GIVEN PROBLEM
Pick out every line in the records below that contains the word "target", and copy those lines. Case counts.
__________________________________________________
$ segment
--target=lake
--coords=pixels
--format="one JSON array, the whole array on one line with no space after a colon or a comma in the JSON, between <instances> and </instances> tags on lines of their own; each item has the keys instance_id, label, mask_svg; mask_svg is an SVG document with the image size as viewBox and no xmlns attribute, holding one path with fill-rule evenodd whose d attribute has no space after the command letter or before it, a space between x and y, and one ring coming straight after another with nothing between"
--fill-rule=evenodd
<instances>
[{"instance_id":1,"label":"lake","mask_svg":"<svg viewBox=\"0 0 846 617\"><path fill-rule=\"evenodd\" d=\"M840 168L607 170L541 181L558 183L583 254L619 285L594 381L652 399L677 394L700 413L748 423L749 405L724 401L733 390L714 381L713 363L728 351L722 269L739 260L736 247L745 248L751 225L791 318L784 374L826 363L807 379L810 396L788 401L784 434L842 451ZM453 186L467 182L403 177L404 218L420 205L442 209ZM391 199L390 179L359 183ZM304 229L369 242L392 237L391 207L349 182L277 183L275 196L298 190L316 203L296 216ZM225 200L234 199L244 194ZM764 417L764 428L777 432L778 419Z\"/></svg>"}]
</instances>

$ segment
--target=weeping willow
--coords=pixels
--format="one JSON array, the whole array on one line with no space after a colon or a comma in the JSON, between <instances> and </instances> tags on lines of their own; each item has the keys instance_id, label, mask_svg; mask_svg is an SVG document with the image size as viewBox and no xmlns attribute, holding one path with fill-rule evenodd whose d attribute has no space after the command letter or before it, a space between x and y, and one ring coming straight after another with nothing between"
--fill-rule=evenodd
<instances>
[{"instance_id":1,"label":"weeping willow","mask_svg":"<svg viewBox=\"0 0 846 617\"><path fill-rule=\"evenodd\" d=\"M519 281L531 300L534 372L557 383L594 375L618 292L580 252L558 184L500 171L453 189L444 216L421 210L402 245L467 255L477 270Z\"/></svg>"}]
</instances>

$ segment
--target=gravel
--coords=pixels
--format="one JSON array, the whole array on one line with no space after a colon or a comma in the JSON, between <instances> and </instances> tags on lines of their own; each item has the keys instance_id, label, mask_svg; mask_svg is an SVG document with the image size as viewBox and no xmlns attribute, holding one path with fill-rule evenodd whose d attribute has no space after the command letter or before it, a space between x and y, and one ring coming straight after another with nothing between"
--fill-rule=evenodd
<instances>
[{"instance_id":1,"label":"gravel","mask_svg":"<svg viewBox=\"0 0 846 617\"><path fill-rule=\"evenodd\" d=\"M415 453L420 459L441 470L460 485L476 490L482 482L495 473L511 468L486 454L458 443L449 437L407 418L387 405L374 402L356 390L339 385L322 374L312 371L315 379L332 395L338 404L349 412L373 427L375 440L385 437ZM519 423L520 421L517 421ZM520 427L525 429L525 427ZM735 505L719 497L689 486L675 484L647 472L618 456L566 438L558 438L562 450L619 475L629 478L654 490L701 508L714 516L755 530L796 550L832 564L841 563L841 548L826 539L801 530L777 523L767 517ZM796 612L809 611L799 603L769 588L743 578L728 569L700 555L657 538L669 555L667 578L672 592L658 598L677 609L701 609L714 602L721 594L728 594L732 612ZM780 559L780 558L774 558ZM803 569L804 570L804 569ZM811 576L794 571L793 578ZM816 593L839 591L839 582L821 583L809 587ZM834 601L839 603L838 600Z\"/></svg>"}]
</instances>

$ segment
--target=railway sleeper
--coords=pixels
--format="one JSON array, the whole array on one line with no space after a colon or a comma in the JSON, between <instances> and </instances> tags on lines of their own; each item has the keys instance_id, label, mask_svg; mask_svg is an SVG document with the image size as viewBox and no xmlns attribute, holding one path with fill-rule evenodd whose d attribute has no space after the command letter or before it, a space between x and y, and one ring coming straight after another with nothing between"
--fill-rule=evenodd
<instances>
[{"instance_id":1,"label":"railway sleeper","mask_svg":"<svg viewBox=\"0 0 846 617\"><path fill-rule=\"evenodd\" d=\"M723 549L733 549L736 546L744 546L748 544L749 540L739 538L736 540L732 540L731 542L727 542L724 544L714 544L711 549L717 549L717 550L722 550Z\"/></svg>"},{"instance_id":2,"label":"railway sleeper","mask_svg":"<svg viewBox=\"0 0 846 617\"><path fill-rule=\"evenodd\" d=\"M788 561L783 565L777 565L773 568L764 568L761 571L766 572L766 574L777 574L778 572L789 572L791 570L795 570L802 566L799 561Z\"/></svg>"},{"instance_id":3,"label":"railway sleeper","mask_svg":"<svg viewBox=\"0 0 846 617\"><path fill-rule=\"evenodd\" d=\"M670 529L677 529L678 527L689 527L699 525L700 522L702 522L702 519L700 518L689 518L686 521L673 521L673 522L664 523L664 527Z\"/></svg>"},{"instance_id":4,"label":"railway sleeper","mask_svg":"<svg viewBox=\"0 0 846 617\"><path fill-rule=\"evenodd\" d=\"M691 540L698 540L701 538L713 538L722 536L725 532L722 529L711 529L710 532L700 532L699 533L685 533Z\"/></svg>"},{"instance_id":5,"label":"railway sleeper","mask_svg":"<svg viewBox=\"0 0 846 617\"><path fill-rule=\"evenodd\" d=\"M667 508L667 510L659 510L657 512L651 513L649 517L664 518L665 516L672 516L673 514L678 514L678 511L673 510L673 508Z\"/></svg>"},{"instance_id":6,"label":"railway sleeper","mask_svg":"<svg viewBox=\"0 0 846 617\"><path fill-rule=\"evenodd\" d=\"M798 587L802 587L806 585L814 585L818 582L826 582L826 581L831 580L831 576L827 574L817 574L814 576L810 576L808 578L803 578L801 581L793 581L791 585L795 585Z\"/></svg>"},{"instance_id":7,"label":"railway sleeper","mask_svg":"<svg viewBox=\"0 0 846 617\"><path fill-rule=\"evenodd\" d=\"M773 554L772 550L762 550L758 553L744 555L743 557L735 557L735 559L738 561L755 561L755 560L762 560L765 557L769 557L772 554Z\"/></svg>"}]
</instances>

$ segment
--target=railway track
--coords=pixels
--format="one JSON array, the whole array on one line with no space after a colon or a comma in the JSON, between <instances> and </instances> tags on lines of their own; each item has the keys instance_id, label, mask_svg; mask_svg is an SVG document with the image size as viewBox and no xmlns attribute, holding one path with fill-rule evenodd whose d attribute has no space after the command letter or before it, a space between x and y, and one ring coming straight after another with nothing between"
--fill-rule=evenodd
__________________________________________________
RESULT OF THE TASK
--target=lake
--target=weeping willow
--target=gravel
--target=railway sleeper
--target=railway track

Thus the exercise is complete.